*** Opening Excerpt provided ***

More "Good News" Stories from the Coronavirus Outbreak

June 26, 2020
Coronavirus Good News

Here are a few more good news stories from the outbreak...

1. Experts say that the coronavirus may not be able to survive the summer heat, but only if people get outdoors. The theory is based on findings that suggest the virus survives for 30 minutes after exposure to ultraviolet sunlight. Large indoor gatherings still remain prime ways to spread the infection, researchers said. "Waiting to reopen universities and schools until the fall is absolutely counterproductive and more likely to fail versus using the summertime to proceed with gradual reopening and getting people out of doors into UV light as best we can," said author Dr. Anthony Amoroso.

2. After 133 years, the Pasadena, California Fire Department staffed an engine crew made only of women for one shift, according to People. "To have all women there, there was a lot of pride and there was a lot of fulfillment," PFD firefighter Christina Terrazas said. "It felt like it should've happened a long time ago." "I would love an all-female crew," she told CBS News, saying she doesn't want it to be a one-time situation. "We're gonna keep pushing forward and break through those glass ceilings," Terrazas said, "and we're gonna support one another along the way.

*** Closing Excerpt provided ***
*** Opening Data ***

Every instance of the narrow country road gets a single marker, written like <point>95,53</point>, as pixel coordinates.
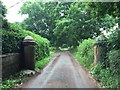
<point>63,71</point>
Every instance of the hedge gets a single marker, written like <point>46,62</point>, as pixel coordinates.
<point>12,42</point>
<point>85,53</point>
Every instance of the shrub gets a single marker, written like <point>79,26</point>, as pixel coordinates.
<point>85,53</point>
<point>105,76</point>
<point>12,41</point>
<point>114,60</point>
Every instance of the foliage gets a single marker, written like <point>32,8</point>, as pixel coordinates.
<point>7,84</point>
<point>114,60</point>
<point>12,42</point>
<point>108,79</point>
<point>59,23</point>
<point>14,80</point>
<point>85,53</point>
<point>109,75</point>
<point>114,39</point>
<point>40,64</point>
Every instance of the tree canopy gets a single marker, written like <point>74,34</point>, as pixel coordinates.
<point>69,22</point>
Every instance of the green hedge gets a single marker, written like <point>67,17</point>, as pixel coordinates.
<point>12,42</point>
<point>85,53</point>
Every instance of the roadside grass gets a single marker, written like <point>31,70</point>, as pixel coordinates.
<point>18,78</point>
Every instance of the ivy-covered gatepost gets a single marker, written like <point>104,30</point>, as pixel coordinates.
<point>100,47</point>
<point>29,52</point>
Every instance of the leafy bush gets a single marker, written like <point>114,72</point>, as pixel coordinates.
<point>114,60</point>
<point>114,39</point>
<point>12,41</point>
<point>105,76</point>
<point>40,64</point>
<point>85,53</point>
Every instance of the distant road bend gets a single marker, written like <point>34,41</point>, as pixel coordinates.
<point>63,71</point>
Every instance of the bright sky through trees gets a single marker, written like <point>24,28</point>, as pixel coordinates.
<point>12,13</point>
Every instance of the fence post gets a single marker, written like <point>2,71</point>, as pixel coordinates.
<point>29,52</point>
<point>99,49</point>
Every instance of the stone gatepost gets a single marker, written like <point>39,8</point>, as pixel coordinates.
<point>100,49</point>
<point>29,52</point>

*** Closing Data ***

**Your instructions:** Please print out, word for word, the passage of the coronavirus good-news article above starting with "1. Experts say" and going on through "Dr. Anthony Amoroso.".

**Answer below:**
1. Experts say that the coronavirus may not be able to survive the summer heat, but only if people get outdoors. The theory is based on findings that suggest the virus survives for 30 minutes after exposure to ultraviolet sunlight. Large indoor gatherings still remain prime ways to spread the infection, researchers said. "Waiting to reopen universities and schools until the fall is absolutely counterproductive and more likely to fail versus using the summertime to proceed with gradual reopening and getting people out of doors into UV light as best we can," said author Dr. Anthony Amoroso.